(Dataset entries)
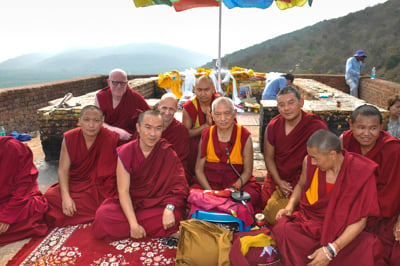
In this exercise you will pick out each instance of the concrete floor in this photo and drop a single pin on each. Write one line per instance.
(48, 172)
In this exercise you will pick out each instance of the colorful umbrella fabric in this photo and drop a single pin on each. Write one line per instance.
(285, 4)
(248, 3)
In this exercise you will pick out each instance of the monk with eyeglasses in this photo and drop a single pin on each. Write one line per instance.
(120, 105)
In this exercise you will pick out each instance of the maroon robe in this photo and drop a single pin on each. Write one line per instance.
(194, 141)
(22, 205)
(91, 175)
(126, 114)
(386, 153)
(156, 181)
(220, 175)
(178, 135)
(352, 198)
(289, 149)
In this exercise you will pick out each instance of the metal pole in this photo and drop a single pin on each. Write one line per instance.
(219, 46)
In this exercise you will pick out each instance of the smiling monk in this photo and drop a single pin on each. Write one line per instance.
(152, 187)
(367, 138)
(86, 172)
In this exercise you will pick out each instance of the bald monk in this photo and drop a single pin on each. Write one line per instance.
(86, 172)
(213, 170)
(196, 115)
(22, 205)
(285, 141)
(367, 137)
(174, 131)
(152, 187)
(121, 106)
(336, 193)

* **WORK INSTRUCTIONS**
In the copy, include every record exactly and no pictures at all.

* **FINISHED EXERCISE**
In this exercise you will pick out each instance of the concrete floor in this photo and drop a single pin on each. Write one line per instance.
(48, 172)
In this exercise you will pick out each instance of the colorful umbrella fabric in this photo and drop a single pin on each. Write one line per instance.
(285, 4)
(248, 3)
In this exercise you will pick out each instance of the monk with eyeglasses in this photo and drop a single pin on each. Write one line per instance.
(120, 105)
In this exercise you will pick out each instance of the maroon robe in this photo and drop a single pin on each. Write one line per instance.
(194, 141)
(22, 205)
(91, 175)
(126, 114)
(386, 153)
(156, 181)
(220, 175)
(178, 135)
(352, 198)
(289, 149)
In this exercise you will pick out each instance of the metal pole in this photo and drop a single pin on each. Write one line per instance.
(219, 46)
In this exercise you will pick out each instance of the smiling monk in this photo and drop a single pin on each. Write one line per instance.
(152, 187)
(367, 138)
(86, 172)
In this exercise you will pick out each instance of the bald monk in this photo and drop a single pin on each. Write one line per instance.
(86, 172)
(213, 170)
(196, 115)
(22, 205)
(285, 141)
(367, 137)
(174, 131)
(152, 187)
(121, 106)
(336, 193)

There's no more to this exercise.